> **EXERCISE REQUIREMENTS**:
Rewrite everything from the line containing "Where in the photo above can the red" down through the end of the entries, keeping the requests as they are. Multiply each coordinate in the answers by 0.25 and round it to a whole number, with halves rounded up.

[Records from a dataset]
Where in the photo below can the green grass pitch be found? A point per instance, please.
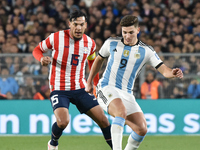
(98, 143)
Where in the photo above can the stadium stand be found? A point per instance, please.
(171, 27)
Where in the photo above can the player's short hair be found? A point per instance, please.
(129, 20)
(75, 14)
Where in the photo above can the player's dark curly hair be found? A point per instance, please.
(129, 20)
(75, 14)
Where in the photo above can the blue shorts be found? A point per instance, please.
(80, 98)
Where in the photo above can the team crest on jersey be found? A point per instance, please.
(126, 53)
(86, 50)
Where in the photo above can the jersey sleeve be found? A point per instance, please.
(93, 48)
(104, 51)
(154, 59)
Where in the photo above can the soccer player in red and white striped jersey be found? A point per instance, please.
(70, 50)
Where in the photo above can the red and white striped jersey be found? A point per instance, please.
(67, 70)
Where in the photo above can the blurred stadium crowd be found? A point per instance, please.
(170, 26)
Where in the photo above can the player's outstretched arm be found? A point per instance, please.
(170, 73)
(94, 70)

> **ANSWER TO THE TASK**:
Where in the photo above can the red and white striped jersey be found? A point per instance, please.
(17, 18)
Where in the photo above can the blurred stadium crowd be found? A point per instance, please.
(43, 7)
Where in the photo above can the player's outstretched arm be found? A point per instance, please.
(43, 18)
(24, 18)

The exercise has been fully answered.